### WRITTEN TASK:
Recast the lines of the records from the one containing "The component shall provide one point per instance of the pink" through the one containing "x=153 y=353", both included, as a JSON list of strings, one string per line and no blank lines. Include no other lines.

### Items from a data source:
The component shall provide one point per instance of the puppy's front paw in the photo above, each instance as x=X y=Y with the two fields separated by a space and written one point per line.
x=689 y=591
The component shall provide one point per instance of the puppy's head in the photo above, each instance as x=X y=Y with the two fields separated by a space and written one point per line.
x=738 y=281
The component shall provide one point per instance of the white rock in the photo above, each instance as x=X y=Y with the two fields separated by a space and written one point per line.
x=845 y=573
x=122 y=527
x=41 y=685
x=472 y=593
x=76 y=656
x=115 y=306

...

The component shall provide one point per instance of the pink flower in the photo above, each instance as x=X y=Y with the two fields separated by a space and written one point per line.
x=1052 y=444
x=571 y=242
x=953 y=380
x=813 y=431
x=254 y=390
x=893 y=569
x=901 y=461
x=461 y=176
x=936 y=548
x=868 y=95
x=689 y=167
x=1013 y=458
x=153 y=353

### TASK SOLUTION:
[
  "The component shall provide one point per instance of the pink flower in the photo above, each instance as x=X y=Y with the two fields separated by a space and written one point per line.",
  "x=1052 y=444",
  "x=571 y=242",
  "x=953 y=380",
  "x=813 y=431",
  "x=254 y=390",
  "x=893 y=569",
  "x=901 y=461",
  "x=461 y=176",
  "x=936 y=548",
  "x=868 y=95",
  "x=689 y=167",
  "x=1013 y=458",
  "x=153 y=353"
]